**QUOTED PASSAGE**
....................
Of course, if you use freeform traits, you don't need a skill list at all and players can write down anything that's interesting to them. For more information, see the definition of Trait in John Kirk's Design Patterns of Successful Role-Playing Games.
Adam Dray / adam@legendary.org
Verge -- cyberpunk role-playing on the brink
FoundryMUSH - indie chat and play at foundry.legendary.org 7777

Andrithgreen

Let me introduce myself.  My name is Andrew and I am a Graphic Artist in St. Louis MO.  I have been playing and GM'ing, various RPG's for several years now. Pardon me not being clearer, as I am a little frustrated  at a moment. Part of my work was literally just washed away! (Over filled bath tub and an air duct! ) 

I have spent the last 4 years (on and off) developing my Role Playing Game, titled "Zero Time". 
. Characters can be from the past, "present" and future.  Most choose the future.   For the most part. I was able to piece together a lot of the skills that I have spent developing by using some left over character sheets from previous versions of the game (it was originally a 6 sided system converted to a 20 sided!).   The good thing is I still have most information on my computer. (Character Sheets, Maps, Scripts, notes).  However all the reminants of my guide and the backup disks were soaked and damaged!)  Now I am sitting here trying to rack my brain of some of the more generic ones like (soak, lifting, jumping, dodge...etc).  As I am the middle of preping for the final part of this Epic Campaign for New Years.
....................
**INFORMATION SHOWN**
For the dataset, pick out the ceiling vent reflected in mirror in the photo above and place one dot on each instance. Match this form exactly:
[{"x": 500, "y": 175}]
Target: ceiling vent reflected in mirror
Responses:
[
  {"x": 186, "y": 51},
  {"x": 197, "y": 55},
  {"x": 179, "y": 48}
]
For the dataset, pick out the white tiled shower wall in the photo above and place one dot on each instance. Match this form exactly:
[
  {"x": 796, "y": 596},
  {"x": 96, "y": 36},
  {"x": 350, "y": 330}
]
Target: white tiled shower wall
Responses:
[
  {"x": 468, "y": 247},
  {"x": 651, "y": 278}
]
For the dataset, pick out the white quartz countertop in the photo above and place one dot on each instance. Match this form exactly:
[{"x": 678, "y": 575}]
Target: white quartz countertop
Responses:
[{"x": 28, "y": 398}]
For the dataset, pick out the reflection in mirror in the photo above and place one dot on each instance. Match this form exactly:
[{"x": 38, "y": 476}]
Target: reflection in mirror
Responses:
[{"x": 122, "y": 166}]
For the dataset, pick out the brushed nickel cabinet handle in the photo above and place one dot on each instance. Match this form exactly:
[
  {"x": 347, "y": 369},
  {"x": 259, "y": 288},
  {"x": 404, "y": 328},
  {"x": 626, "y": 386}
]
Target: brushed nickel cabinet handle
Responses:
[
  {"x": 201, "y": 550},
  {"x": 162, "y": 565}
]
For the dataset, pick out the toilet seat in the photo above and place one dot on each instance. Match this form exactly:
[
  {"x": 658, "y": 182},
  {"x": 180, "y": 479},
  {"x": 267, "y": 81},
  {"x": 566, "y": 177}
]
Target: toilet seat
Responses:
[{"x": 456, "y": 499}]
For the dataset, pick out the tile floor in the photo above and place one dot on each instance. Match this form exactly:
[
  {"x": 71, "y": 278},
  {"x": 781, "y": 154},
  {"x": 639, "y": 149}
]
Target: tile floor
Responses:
....................
Please reproduce the portion of the role-playing game post above, starting at "Of course, if" and ending at "Successful Role-Playing Games.".

**SOLUTION TO THIS PROBLEM**
Of course, if you use freeform traits, you don't need a skill list at all and players can write down anything that's interesting to them. For more information, see the definition of Trait in John Kirk's Design Patterns of Successful Role-Playing Games.